[Position identification data]
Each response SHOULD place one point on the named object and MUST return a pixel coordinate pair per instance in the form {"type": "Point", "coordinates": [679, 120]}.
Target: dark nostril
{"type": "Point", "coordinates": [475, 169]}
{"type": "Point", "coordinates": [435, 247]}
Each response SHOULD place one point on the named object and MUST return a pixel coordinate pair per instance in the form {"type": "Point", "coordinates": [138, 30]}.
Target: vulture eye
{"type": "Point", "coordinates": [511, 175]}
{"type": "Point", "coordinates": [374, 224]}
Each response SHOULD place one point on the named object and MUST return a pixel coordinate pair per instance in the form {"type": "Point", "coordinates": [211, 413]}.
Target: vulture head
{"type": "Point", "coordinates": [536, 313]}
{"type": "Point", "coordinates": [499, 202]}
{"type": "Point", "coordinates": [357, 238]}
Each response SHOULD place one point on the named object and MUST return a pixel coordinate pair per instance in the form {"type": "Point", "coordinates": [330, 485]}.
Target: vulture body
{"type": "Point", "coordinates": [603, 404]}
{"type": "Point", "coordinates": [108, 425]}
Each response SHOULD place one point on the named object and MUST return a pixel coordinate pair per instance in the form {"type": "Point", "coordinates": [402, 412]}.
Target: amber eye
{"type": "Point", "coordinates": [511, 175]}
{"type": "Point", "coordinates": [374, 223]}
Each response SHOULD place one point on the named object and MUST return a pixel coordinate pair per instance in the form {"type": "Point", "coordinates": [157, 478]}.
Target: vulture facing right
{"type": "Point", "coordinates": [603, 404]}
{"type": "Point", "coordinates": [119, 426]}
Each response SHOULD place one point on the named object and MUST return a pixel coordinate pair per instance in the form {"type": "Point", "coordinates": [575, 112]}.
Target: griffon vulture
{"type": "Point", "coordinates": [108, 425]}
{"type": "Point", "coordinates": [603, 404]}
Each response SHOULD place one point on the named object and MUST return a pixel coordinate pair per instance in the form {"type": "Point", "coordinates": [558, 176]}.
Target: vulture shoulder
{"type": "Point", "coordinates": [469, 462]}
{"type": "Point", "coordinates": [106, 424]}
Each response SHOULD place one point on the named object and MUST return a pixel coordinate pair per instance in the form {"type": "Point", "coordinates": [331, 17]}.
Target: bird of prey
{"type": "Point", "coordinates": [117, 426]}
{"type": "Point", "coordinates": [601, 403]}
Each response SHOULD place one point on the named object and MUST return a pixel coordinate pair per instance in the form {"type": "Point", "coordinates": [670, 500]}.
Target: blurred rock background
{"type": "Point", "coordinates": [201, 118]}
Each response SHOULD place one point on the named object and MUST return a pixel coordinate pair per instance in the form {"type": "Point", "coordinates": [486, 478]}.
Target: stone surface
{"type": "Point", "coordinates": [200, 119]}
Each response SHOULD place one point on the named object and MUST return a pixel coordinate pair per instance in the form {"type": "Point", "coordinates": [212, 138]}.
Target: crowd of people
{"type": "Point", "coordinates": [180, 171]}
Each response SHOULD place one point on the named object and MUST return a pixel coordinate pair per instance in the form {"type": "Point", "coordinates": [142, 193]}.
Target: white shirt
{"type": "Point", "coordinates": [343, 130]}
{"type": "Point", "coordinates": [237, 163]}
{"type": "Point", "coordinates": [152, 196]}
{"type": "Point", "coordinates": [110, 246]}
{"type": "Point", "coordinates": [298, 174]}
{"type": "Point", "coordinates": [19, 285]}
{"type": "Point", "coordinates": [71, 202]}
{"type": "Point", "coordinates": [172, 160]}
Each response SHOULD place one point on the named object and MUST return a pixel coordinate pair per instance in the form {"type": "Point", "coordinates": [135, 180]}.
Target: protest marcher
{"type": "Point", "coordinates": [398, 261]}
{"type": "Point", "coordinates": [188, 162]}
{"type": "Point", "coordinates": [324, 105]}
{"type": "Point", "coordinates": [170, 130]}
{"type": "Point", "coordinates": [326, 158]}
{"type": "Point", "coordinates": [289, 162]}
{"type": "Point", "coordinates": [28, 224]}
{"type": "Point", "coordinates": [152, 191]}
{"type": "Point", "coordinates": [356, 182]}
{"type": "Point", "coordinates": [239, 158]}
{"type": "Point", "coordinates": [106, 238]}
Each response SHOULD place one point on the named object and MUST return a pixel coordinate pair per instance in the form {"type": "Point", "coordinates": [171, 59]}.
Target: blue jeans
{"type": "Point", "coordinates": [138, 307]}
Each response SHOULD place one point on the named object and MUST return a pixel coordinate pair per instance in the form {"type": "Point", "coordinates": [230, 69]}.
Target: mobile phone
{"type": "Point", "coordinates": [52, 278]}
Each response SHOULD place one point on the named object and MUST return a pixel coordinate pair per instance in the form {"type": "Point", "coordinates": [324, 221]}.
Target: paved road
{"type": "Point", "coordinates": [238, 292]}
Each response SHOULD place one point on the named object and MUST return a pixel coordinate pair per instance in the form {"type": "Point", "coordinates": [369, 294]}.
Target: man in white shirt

■ **What you need to do**:
Which lines of the data above contain the word "shirt"? Extract each one in full, treating case as significant.

■ **Task result**:
Target: white shirt
Target: man in white shirt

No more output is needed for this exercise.